◆ Directions ◆
a: According to the passage on fertility and values, which demographers assembled the polling data on attitudes toward the army?
b: In the passage on fertility and values, name every practice that the text asks whether people find acceptable.
c: From the passage on fertility and values, extract the text between "The great difference" and "none at all.", inclusive.

In Europe today, for example, how many children different people have, and under what circumstances, correlates strongly with their beliefs on a wide range of political and cultural attitudes. For instance, do you distrust the army? Then, according to polling data assembled by demographers Ronny Lesthaeghe and Johan Surkyn, you are less likely to be married and have kids-or ever to get married and have kids-than those who say they have no objection to the military. Or again, do you find soft drugs, homosexuality, and euthanasia acceptable? Do you seldom, if ever, attend church? For whatever reason, people answering affirmatively to such questions are far more likely to live alone, or in childless, cohabitating unions, than those who answer negatively.
The great difference in fertility rates between secular individualists and religious or cultural conservatives augurs a vast, demographically driven change in modern societies. Consider the demographics of France, for example. Among French women born in the early 1960s, less than a third have three or more children. But this distinct minority of French women (most of them presumably practicing Catholics and Muslims) produced more than 50 percent of all children born to their generation, in large measure because so many of their contemporaries had one child or none at all.
Many childless, middle-aged people may regret the life choices that are leading to the extinction of their family lines, and yet they have no sons or daughters with whom to share their newfound wisdom. The plurality of citizens who have only one child may be able to invest lavishly in that child's education, but a single child will only replace one parent, not both. Meanwhile, the descendants of parents who have three or more children will be hugely overrepresented in subsequent generations, and so will the values and ideas that led their parents to have large families.

◆ Data segment ◆
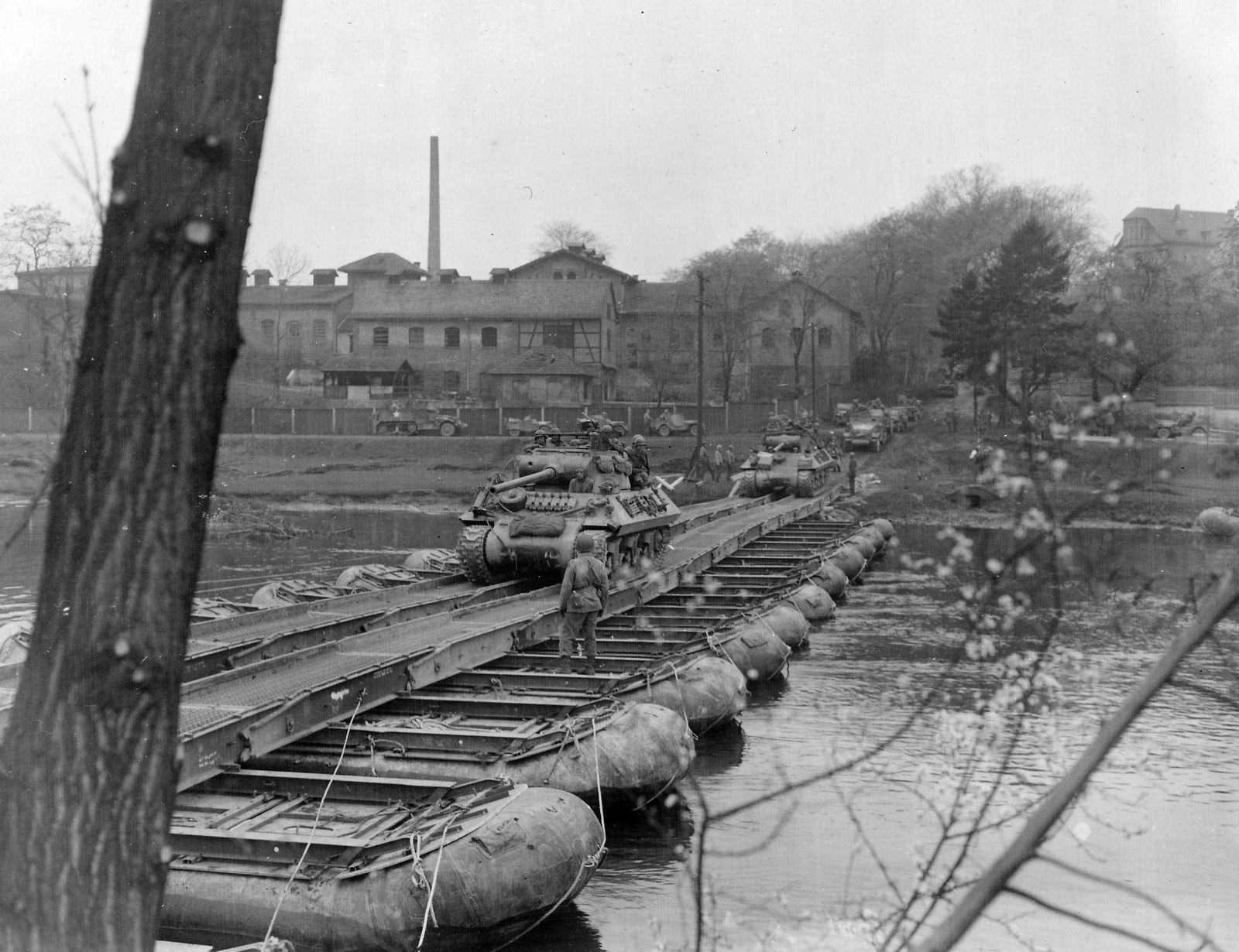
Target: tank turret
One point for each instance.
(791, 458)
(527, 524)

◆ Written responses ◆
a: Ronny Lesthaeghe and Johan Surkyn

b: Soft drugs, homosexuality, and euthanasia

c:
The great difference in fertility rates between secular individualists and religious or cultural conservatives augurs a vast, demographically driven change in modern societies. Consider the demographics of France, for example. Among French women born in the early 1960s, less than a third have three or more children. But this distinct minority of French women (most of them presumably practicing Catholics and Muslims) produced more than 50 percent of all children born to their generation, in large measure because so many of their contemporaries had one child or none at all.